Given task:
Please format the lines of all the items below as a numbered list, leaving out any blank lines.

---

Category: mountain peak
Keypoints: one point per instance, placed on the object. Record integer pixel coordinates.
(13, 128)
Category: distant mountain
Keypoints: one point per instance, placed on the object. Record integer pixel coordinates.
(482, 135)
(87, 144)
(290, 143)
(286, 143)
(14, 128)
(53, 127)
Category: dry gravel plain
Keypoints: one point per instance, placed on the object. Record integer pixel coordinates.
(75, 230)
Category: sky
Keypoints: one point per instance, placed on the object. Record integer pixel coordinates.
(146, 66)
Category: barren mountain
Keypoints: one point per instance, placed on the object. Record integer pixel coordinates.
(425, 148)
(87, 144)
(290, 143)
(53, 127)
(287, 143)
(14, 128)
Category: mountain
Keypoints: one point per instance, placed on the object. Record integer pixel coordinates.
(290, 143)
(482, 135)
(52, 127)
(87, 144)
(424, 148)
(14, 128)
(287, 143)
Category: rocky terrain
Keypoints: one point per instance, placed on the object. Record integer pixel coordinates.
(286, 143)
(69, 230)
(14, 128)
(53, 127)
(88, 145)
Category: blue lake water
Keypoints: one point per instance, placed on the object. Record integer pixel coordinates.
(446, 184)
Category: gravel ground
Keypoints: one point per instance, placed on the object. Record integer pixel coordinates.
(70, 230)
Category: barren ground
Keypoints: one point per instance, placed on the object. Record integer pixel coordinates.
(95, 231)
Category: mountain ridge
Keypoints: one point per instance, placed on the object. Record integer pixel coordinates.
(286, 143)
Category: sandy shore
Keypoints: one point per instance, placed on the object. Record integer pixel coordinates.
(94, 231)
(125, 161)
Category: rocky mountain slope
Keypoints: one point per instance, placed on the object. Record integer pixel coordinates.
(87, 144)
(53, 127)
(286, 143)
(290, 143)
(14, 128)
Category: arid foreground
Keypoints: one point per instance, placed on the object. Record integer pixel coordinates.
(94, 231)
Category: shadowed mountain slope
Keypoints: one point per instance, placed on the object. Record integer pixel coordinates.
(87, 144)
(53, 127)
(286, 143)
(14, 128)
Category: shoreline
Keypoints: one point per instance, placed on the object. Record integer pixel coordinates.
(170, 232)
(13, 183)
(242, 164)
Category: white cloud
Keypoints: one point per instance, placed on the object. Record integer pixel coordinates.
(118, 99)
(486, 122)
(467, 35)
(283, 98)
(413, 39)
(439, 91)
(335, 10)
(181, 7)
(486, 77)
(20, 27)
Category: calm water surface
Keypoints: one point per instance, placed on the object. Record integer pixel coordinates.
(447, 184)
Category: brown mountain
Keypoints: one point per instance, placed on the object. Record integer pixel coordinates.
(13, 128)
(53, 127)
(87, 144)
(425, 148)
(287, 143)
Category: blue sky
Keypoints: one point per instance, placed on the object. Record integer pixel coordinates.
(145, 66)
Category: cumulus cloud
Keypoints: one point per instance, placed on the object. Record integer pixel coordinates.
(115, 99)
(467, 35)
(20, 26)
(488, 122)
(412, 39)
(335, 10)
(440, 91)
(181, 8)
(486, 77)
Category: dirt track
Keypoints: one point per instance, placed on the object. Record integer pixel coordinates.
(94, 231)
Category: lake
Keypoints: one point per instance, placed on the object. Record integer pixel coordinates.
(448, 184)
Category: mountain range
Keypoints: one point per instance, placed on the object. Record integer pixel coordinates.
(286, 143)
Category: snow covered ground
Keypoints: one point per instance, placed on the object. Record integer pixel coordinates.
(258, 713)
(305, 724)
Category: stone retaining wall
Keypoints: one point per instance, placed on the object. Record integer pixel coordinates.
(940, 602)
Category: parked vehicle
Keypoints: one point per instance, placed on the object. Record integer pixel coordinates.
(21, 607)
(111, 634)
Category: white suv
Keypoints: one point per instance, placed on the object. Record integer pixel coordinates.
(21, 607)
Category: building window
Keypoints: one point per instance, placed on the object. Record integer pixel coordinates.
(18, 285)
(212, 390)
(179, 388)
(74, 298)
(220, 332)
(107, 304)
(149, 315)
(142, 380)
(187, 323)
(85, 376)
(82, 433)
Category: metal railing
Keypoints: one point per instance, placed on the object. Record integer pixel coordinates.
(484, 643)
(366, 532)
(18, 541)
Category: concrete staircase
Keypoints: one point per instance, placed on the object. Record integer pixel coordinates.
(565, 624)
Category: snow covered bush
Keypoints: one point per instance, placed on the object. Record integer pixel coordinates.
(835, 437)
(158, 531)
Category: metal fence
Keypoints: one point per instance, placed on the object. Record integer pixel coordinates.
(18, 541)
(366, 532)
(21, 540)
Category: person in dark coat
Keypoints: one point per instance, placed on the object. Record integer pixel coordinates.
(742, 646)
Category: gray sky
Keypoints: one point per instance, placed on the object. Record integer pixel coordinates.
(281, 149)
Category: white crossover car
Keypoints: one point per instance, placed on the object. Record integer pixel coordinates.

---

Answer to the problem:
1. Category: mountain peak
2. Keypoints: one point per instance, placed on the object. Record integer pixel coordinates.
3. (13, 128)
4. Category: distant mountain
5. Keypoints: one point per instance, placed on the object. Record integer pixel coordinates.
6. (482, 135)
7. (87, 144)
8. (290, 143)
9. (286, 143)
10. (14, 128)
11. (53, 127)
12. Category: dry gravel plain
13. Keypoints: one point per instance, placed on the object. Record integer pixel coordinates.
14. (75, 230)
15. Category: sky
16. Keypoints: one point per instance, placed on the object. Record integer pixel coordinates.
17. (146, 66)
18. Category: barren mountain
19. Keypoints: one point per instance, placed on the object. Record integer pixel coordinates.
20. (425, 148)
21. (87, 144)
22. (290, 143)
23. (53, 127)
24. (287, 143)
25. (14, 128)
26. Category: mountain
27. Keypoints: one point per instance, placed on the object. Record integer pixel coordinates.
28. (290, 143)
29. (482, 135)
30. (52, 127)
31. (87, 144)
32. (424, 148)
33. (14, 128)
34. (287, 143)
35. Category: rocky terrain
36. Keypoints: one point per instance, placed on the object. Record integer pixel coordinates.
37. (286, 143)
38. (69, 230)
39. (14, 128)
40. (53, 127)
41. (88, 145)
42. Category: blue lake water
43. Keypoints: one point per instance, placed on the object. Record integer pixel coordinates.
44. (446, 184)
45. Category: gravel ground
46. Keypoints: one point per instance, placed on the object. Record integer pixel coordinates.
47. (70, 230)
48. Category: barren ground
49. Keypoints: one point per instance, placed on the object. Record integer pixel coordinates.
50. (95, 231)
51. Category: mountain ridge
52. Keypoints: one point per instance, placed on the object. Record integer pixel coordinates.
53. (286, 143)
54. Category: sandy shore
55. Keypoints: one point per instance, placed on the object. Record integer pixel coordinates.
56. (94, 231)
57. (125, 161)
58. Category: rocky mountain slope
59. Keypoints: one point per instance, placed on the object. Record integer pixel coordinates.
60. (87, 144)
61. (53, 127)
62. (286, 143)
63. (290, 143)
64. (14, 128)
65. Category: arid foreground
66. Keypoints: one point per instance, placed on the object. Record integer pixel coordinates.
67. (94, 231)
68. Category: shadowed mountain slope
69. Keypoints: one point per instance, placed on the object. Record integer pixel coordinates.
70. (87, 144)
71. (53, 127)
72. (286, 143)
73. (14, 128)
74. Category: shoreline
75. Keypoints: one point per instance, placed on the object. Record integer pixel coordinates.
76. (170, 232)
77. (13, 183)
78. (242, 164)
79. Category: white cloud
80. Keypoints: one point per instance, placed on the object. Record integer pixel coordinates.
81. (118, 99)
82. (486, 122)
83. (467, 35)
84. (283, 98)
85. (413, 39)
86. (439, 91)
87. (335, 10)
88. (181, 7)
89. (486, 77)
90. (20, 27)
91. Category: calm water surface
92. Keypoints: one point per instance, placed on the object. Record integer pixel coordinates.
93. (447, 184)
94. Category: brown mountain
95. Keypoints: one point per instance, placed on the object. Record integer pixel coordinates.
96. (13, 128)
97. (53, 127)
98. (87, 144)
99. (425, 148)
100. (287, 143)
101. Category: blue sky
102. Keypoints: one point per instance, placed on the object. Record integer pixel coordinates.
103. (145, 66)
104. Category: cumulus cloud
105. Keypoints: one point per instance, placed on the object. Record integer pixel coordinates.
106. (115, 99)
107. (467, 35)
108. (20, 26)
109. (488, 122)
110. (412, 39)
111. (335, 10)
112. (440, 91)
113. (181, 8)
114. (486, 77)
115. Category: dirt track
116. Keypoints: one point per instance, placed on the object. Record integer pixel coordinates.
117. (94, 231)
118. Category: lake
119. Keypoints: one point per instance, placed on the object. Record integer pixel coordinates.
120. (448, 184)
121. Category: mountain range
122. Keypoints: one point per instance, placed on the object. Record integer pixel coordinates.
123. (286, 143)
124. Category: snow covered ground
125. Keypoints: one point per instance, placed on the object. Record integer pixel coordinates.
126. (258, 713)
127. (305, 724)
128. Category: stone retaining wall
129. Keypoints: one point per instance, placed on the object. Record integer pixel coordinates.
130. (940, 602)
131. Category: parked vehicle
132. Keypoints: one point per instance, placed on the object. Record integer pixel coordinates.
133. (21, 607)
134. (111, 634)
135. Category: white suv
136. Keypoints: one point per instance, placed on the object. Record integer pixel coordinates.
137. (21, 607)
138. Category: building window
139. Keypoints: one point per instance, placed on the object. Record integer pixel coordinates.
140. (18, 285)
141. (212, 390)
142. (179, 388)
143. (74, 298)
144. (220, 332)
145. (107, 304)
146. (149, 315)
147. (142, 380)
148. (187, 323)
149. (85, 376)
150. (82, 433)
151. Category: metal railing
152. Keypoints: one point per instance, placed on the object. Record integer pixel coordinates.
153. (484, 643)
154. (366, 532)
155. (18, 541)
156. Category: concrete staircase
157. Keypoints: one point per instance, placed on the object. Record integer pixel coordinates.
158. (565, 624)
159. Category: snow covered bush
160. Keypoints: one point per instance, placed on the object. Record integer pixel coordinates.
161. (835, 437)
162. (158, 531)
163. Category: metal fence
164. Keypoints: one point per instance, placed on the object. Record integer pixel coordinates.
165. (18, 541)
166. (366, 532)
167. (21, 540)
168. Category: person in dark coat
169. Keypoints: one point per instance, placed on the object. Record integer pixel coordinates.
170. (742, 646)
171. Category: gray sky
172. Keypoints: one point per instance, placed on the object. Record integer pixel coordinates.
173. (281, 149)
174. Category: white crossover car
175. Keypoints: one point per instance, placed on the object. Record integer pixel coordinates.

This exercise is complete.